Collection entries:

====================

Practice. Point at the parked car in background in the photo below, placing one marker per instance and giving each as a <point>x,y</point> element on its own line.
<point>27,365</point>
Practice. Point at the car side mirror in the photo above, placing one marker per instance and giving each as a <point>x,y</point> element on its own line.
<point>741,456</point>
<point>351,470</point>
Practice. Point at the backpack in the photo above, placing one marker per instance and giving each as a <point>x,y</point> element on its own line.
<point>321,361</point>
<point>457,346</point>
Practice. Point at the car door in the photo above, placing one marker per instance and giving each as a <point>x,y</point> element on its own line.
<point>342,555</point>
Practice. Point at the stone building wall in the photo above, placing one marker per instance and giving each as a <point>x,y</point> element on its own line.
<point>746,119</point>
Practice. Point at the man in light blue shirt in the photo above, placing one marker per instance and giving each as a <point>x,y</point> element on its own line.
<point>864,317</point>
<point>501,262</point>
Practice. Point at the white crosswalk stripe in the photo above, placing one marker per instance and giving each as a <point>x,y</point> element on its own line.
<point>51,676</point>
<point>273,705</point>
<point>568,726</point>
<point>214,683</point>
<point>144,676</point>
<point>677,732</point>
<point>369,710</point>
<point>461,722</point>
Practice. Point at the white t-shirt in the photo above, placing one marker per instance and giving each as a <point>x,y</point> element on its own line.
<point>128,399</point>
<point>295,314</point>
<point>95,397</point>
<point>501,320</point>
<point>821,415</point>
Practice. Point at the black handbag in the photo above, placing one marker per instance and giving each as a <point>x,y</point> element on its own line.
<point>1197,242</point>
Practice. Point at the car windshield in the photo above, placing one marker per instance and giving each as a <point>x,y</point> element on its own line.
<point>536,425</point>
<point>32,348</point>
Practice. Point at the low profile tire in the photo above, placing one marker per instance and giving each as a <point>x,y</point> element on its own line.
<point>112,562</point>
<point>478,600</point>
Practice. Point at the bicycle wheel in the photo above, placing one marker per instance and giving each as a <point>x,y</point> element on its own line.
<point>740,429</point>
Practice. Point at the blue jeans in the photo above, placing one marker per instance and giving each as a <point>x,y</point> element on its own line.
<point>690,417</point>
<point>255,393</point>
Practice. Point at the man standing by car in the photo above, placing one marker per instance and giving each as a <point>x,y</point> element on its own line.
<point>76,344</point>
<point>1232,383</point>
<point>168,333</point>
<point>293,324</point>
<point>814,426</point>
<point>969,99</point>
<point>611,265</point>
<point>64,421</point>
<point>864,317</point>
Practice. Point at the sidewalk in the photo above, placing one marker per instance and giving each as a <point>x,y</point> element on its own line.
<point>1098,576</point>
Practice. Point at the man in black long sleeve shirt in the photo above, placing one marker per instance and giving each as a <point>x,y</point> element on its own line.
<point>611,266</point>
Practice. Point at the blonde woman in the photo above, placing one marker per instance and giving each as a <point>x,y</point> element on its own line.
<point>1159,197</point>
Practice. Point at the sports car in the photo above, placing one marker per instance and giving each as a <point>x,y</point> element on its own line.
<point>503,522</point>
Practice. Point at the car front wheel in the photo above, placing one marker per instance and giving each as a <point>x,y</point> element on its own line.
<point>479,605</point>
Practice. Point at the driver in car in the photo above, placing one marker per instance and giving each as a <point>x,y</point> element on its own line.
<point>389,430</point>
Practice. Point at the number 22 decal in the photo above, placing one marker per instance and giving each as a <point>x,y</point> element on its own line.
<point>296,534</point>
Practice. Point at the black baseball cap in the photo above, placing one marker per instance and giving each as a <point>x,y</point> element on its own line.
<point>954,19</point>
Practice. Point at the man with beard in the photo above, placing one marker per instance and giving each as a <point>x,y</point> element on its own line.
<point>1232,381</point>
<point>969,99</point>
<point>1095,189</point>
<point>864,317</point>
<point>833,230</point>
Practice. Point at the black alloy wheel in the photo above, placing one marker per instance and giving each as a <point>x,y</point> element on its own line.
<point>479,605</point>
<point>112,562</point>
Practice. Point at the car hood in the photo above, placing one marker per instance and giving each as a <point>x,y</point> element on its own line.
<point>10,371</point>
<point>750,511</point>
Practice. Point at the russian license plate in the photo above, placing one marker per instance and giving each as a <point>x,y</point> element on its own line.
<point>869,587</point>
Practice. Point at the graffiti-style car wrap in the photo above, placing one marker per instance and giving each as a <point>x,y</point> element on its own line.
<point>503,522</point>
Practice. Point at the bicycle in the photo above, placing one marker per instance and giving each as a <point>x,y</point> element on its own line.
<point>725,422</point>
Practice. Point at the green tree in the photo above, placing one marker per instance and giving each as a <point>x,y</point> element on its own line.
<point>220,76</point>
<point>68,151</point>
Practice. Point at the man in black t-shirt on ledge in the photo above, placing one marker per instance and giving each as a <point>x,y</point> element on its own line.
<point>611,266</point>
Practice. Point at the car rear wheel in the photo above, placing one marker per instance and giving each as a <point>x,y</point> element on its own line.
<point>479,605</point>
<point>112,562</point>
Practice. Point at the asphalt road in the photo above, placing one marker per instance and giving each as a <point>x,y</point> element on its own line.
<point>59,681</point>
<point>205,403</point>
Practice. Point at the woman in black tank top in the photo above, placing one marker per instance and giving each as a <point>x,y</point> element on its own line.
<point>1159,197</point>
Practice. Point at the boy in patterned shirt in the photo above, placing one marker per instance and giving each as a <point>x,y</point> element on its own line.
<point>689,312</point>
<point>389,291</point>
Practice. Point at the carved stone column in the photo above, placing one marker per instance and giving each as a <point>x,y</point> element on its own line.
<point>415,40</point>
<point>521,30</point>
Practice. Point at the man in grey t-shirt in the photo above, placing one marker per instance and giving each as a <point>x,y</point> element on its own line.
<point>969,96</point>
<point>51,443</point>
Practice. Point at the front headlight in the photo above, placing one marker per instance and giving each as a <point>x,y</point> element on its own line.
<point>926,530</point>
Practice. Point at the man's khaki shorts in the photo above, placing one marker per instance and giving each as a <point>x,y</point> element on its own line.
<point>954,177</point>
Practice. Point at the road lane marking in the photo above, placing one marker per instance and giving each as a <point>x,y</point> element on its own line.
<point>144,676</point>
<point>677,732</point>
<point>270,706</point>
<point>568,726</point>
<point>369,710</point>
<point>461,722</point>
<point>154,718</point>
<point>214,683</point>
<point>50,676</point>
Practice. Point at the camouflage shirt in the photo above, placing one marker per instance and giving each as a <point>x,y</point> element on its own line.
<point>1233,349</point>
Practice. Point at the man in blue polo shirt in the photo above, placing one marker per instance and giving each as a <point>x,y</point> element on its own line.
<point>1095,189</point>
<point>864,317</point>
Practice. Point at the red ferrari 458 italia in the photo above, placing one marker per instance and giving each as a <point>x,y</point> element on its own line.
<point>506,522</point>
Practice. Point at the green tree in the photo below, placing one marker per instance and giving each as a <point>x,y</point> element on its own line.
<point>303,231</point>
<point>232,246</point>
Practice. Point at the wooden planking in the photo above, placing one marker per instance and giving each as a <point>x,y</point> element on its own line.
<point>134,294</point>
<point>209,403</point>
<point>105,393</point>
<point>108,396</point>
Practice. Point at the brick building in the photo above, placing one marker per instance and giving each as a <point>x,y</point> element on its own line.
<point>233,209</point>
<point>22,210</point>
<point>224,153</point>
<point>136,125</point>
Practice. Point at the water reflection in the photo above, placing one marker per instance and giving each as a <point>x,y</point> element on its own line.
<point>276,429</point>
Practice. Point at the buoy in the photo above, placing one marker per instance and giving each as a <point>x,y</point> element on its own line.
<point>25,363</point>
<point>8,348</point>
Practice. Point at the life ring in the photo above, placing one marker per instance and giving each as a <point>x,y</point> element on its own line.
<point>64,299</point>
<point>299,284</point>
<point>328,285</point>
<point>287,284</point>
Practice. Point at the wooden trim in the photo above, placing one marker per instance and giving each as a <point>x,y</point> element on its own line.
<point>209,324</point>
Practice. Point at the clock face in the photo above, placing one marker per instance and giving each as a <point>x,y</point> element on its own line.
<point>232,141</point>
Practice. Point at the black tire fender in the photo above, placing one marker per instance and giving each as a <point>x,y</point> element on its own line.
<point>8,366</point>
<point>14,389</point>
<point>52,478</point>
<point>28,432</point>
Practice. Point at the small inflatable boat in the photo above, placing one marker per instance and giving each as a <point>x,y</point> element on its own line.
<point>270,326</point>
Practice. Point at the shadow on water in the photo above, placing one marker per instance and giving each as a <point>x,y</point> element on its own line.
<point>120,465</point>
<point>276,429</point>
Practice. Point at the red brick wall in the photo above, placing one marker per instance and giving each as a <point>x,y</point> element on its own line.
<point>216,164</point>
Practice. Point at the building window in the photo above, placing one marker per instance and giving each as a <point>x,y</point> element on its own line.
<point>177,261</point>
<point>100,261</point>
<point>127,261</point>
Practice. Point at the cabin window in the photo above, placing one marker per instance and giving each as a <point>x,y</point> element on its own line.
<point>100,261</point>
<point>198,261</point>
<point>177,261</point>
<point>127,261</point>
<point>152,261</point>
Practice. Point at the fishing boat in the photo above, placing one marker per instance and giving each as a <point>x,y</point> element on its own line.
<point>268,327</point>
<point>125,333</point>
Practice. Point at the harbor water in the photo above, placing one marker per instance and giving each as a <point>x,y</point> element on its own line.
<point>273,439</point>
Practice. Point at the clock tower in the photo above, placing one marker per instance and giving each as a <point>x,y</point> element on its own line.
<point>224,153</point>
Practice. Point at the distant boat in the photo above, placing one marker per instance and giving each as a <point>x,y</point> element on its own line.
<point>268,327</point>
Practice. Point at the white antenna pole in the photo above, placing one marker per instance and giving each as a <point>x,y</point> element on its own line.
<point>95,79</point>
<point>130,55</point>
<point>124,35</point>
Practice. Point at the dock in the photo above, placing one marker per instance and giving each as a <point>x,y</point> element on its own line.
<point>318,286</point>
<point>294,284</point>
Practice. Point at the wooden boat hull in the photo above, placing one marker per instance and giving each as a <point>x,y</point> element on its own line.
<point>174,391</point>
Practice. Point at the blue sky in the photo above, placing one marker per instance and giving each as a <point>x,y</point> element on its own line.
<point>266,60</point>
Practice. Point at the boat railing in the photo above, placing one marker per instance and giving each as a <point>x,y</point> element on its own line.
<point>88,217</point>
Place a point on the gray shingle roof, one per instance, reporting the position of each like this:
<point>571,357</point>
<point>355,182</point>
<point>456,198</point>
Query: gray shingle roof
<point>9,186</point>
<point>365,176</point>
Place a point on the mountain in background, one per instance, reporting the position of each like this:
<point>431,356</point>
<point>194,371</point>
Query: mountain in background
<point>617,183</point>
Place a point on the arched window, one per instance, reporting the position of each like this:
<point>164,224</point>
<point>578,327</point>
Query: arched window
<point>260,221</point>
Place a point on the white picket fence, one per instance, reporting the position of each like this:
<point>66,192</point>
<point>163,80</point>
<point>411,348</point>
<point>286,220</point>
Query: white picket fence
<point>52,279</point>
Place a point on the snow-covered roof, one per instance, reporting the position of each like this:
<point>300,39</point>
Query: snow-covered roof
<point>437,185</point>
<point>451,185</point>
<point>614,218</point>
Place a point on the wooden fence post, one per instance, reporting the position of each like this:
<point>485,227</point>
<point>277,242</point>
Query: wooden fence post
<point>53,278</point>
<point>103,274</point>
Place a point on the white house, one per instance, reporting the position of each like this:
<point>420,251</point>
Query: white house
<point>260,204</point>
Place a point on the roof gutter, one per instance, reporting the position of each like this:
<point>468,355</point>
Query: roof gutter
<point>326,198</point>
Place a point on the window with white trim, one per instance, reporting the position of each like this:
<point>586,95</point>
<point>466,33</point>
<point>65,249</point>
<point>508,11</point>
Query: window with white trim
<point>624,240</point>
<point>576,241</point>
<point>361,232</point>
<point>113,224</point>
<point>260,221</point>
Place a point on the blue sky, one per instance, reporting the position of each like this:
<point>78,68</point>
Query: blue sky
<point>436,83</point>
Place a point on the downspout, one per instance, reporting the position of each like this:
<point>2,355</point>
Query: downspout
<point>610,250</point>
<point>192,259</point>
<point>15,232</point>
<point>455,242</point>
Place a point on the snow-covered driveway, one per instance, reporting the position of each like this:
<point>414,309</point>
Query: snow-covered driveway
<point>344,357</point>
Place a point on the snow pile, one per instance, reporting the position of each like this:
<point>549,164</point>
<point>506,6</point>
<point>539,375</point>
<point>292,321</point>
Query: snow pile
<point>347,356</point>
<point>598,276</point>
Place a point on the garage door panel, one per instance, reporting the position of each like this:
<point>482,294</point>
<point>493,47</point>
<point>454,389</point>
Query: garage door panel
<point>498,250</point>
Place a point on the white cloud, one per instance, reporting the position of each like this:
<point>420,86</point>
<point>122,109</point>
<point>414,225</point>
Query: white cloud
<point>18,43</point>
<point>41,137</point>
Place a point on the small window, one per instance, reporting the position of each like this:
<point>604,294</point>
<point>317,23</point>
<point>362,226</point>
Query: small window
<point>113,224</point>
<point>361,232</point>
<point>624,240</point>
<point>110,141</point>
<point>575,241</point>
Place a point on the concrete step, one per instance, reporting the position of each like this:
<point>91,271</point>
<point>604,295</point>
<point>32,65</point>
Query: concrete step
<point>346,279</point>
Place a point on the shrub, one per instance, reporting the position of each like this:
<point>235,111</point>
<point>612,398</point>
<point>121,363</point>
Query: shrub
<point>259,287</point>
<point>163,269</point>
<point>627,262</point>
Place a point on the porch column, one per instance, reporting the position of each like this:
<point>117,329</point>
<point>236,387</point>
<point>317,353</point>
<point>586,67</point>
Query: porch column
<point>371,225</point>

====================

About this exercise ▸
Start with the line above that contains "Practice. Point at the boat" and stop after the line that contains "Place a point on the gray". Output those lines exactly, and only those.

Output for this task ▸
Practice. Point at the boat railing in the photo above, placing one marker per instance and giving each as a <point>x,y</point> element on its own line.
<point>88,217</point>
Place a point on the gray shingle roof, one per instance, reporting the position of each like this:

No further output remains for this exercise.